Consignes de l'exercice:
1) Reprenez sous forme de liste le paragraphe du texte sur l'OPC commençant par « Le Protecteur ou la Protectrice est choisi.e », en plus court et sans perdre ses faits essentiels.
2) Citez sans rien changer le passage du texte sur l'OPC qui part de « Le Conseil Présidentiel » et s'arrête à « absurdité. Tant mieux. ».

Document:
═══

Éviter un autre Renan Hédouville à l’OPC

Le Conseil Présidentiel de Transition, la Primature et la police nationale d’Haïti restent silencieux. La nomination de l’ancien directeur général Normil Rameau semble ne plus se concrétiser. De nouveaux noms circulent et il semble que nous soyons épargnés de cette absurdité. Tant mieux.

Ce changement de programme doit surprendre Renan Hédouville, le Protecteur du citoyen et de la citoyenne, qui, dans une note de presse datée du 14 juin 2024, s’était empressé de saluer cette nomination avant même la publication d’un arrêté de nomination qui, finalement, ne paraîtra jamais.

Ce type de changement de dernière minute nous aurait portant été bien utile en 2017, lorsqu’un individu crédiblement accusé de violences conjugales en 2004 et 2005 fut nommé à la tête de l’Office de protection du citoyen et de la citoyenne (OPC). Cela explique probablement son empressement à approuver la nomination illégale d’un ancien directeur général, révoqué pour incompétence. Heureusement, son mandat prend fin dans trois mois. Pour le prochain septennat, il est essentiel de ne pas choisir le prochain défenseur de nos droits parmi ceux qui les violent.

Nommer un Protecteur du citoyen et de la citoyenne doit être un exercice de discernement et de rigueur, et non une récompense pour services rendus. Permettre à un homme au passé violent de devenir le gardien des droits humains dans un pays où les violences de genre sont endémiques va au-delà de l’oxymore; c’est une insulte aux femmes haïtiennes qui aspirent à la sécurité et à la justice. La simple possibilité qu’un tel individu puisse occuper une telle fonction aurait dû suffire à disqualifier sa nomination. Cette année, si nous n’y prenons pas garde, nous risquons de voir un leader communautaire, accusé de crimes graves, devenir Protecteur de nos droits.

Le Protecteur ou la Protectrice est choisi.e selon l’article 207-1 de la Constitution par consensus entre le Président de la République, le Président du Sénat et le Président de la Chambre des Députés pour un mandat de sept ans, non renouvelable. Une fois nommé.e, ce choix nous engage pour presque une décennie, avec ses conséquences, bonnes ou mauvaises. Depuis sa prise de fonction, Renan Hédouville n’a produit qu’un seul rapport annuel, couvrant la période 2017-2018. Depuis lors, silence total. Peut-être que les droits des citoyens haïtiens sont tellement bien protégés qu’un suivi régulier n’est plus nécessaire ? Ou peut-être que l’OPC est trop occupé par des activités plus prestigieuses, comme son fameux concours de textes sur les droits humains. Après tour, pourquoi se soucier de protéger les citoyens contre les abus de l’État quand on peut organiser des concours ?

═══

Données enregistrées:
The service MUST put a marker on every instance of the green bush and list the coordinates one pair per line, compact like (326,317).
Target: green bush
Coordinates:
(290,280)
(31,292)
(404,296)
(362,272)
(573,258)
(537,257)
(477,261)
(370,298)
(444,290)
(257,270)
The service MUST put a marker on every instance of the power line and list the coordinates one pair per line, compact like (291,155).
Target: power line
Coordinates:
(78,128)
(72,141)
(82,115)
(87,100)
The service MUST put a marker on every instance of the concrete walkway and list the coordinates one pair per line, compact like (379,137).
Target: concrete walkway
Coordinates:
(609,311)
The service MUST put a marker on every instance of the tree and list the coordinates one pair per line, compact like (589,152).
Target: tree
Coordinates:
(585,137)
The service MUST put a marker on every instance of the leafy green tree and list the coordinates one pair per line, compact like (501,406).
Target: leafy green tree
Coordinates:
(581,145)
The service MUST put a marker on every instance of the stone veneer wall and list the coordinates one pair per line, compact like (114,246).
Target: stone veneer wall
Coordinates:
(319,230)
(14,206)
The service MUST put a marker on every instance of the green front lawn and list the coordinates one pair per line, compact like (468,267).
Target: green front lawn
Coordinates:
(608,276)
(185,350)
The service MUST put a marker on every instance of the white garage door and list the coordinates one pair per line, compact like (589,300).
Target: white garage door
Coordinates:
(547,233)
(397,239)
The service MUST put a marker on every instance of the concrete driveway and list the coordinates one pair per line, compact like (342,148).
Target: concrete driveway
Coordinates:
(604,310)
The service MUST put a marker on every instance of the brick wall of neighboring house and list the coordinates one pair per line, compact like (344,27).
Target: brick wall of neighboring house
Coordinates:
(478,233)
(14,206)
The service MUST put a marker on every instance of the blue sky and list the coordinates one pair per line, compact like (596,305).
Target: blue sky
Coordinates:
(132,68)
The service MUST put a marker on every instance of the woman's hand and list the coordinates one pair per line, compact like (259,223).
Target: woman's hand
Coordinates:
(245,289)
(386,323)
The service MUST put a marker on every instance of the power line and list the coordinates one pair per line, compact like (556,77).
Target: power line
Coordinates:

═══

Réponses successives:
1)
- Selon l'article 207-1 de la Constitution, le Protecteur ou la Protectrice est choisi.e par consensus entre le Président de la République, le Président du Sénat et le Président de la Chambre des Députés.
- Le mandat dure sept ans et n'est pas renouvelable, si bien que ce choix engage pour presque une décennie.
- Depuis sa prise de fonction, Renan Hédouville n'a produit qu'un seul rapport annuel, couvrant 2017-2018, puis plus rien.
- Le texte ironise sur un OPC qui préférerait des activités prestigieuses, comme son concours de textes sur les droits humains, à la protection des citoyens contre les abus de l'État.

2)
Le Conseil Présidentiel de Transition, la Primature et la police nationale d’Haïti restent silencieux. La nomination de l’ancien directeur général Normil Rameau semble ne plus se concrétiser. De nouveaux noms circulent et il semble que nous soyons épargnés de cette absurdité. Tant mieux.